>> start DATA FOR THE TASK

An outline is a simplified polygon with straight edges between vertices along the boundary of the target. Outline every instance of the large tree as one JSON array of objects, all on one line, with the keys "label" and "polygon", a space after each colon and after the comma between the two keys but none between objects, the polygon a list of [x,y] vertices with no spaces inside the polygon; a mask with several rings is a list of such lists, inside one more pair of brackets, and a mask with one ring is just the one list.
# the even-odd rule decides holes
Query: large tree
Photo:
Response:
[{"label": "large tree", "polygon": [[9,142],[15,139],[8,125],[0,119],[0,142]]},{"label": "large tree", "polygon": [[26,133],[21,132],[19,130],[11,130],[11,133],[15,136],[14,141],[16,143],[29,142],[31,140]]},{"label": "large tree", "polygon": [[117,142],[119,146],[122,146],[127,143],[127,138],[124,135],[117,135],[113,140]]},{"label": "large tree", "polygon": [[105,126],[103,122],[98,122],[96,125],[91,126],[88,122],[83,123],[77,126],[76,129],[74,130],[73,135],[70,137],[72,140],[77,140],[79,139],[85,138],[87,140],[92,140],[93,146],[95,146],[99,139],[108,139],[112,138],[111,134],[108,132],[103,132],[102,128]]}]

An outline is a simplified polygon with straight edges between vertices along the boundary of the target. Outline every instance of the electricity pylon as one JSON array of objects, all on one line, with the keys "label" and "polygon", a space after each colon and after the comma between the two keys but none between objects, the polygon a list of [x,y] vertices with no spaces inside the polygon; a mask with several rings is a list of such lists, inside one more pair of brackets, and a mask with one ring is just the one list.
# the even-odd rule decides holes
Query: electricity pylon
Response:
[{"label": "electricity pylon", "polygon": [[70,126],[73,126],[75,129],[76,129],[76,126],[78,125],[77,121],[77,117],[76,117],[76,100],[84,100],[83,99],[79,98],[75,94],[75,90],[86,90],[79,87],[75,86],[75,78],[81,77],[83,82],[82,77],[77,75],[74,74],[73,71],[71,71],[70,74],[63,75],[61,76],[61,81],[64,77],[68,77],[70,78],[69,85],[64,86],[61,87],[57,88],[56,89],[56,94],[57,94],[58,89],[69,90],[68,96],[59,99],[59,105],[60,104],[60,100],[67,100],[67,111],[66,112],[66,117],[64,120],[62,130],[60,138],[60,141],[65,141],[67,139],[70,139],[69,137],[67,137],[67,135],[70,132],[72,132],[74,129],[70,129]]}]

>> end DATA FOR THE TASK

▶ _PROBLEM DETAILS_
Could you rewrite all the data above, replacing "Query" with "Request" everywhere it occurs and leaving everything else unchanged?

▶ _THE SOLUTION_
An outline is a simplified polygon with straight edges between vertices along the boundary of the target. Outline every instance of the large tree as one JSON array of objects, all on one line, with the keys "label" and "polygon", a space after each colon and after the comma between the two keys but none between objects, the polygon a list of [x,y] vertices with no spaces inside the polygon; a mask with several rings is a list of such lists, inside one more pair of brackets, and a mask with one ring is just the one list.
# the even-odd rule decides holes
Request: large tree
Photo:
Response:
[{"label": "large tree", "polygon": [[9,142],[15,139],[8,125],[0,119],[0,142]]},{"label": "large tree", "polygon": [[26,133],[21,132],[19,130],[11,130],[11,133],[15,136],[14,141],[16,143],[29,142],[31,140]]},{"label": "large tree", "polygon": [[117,142],[119,146],[122,146],[127,143],[127,138],[124,135],[117,135],[113,140]]},{"label": "large tree", "polygon": [[105,126],[103,122],[98,122],[96,125],[91,126],[88,122],[83,123],[77,126],[76,129],[74,130],[73,135],[70,137],[72,140],[77,140],[79,139],[85,138],[87,140],[92,140],[93,146],[95,146],[99,139],[108,139],[112,138],[111,134],[108,132],[103,132],[102,128]]}]

An outline is a simplified polygon with straight edges between vertices along the boundary of the target. Outline every instance of the electricity pylon as one JSON array of objects, all on one line, with the keys "label" and "polygon", a space after each colon and after the comma between the two keys but none between objects, the polygon a list of [x,y] vertices with no spaces inside the polygon; a mask with several rings is a list of such lists, inside one more pair of brackets, and a mask with one ring is just the one list.
# the even-odd rule decides holes
Request: electricity pylon
Response:
[{"label": "electricity pylon", "polygon": [[70,126],[73,126],[75,129],[76,129],[76,126],[78,125],[77,121],[77,117],[76,117],[76,100],[84,100],[83,99],[79,98],[75,94],[75,90],[86,90],[79,87],[75,86],[75,78],[81,77],[83,82],[82,77],[77,75],[74,74],[73,71],[71,71],[70,74],[63,75],[61,76],[61,81],[64,77],[68,77],[70,78],[69,85],[64,86],[61,87],[57,88],[56,89],[56,94],[57,94],[58,89],[69,90],[68,96],[59,99],[59,105],[60,104],[60,100],[67,100],[67,111],[66,112],[66,117],[64,120],[62,130],[60,138],[60,141],[65,141],[67,139],[70,139],[69,137],[67,137],[67,135],[70,132],[72,132],[74,129],[70,129]]}]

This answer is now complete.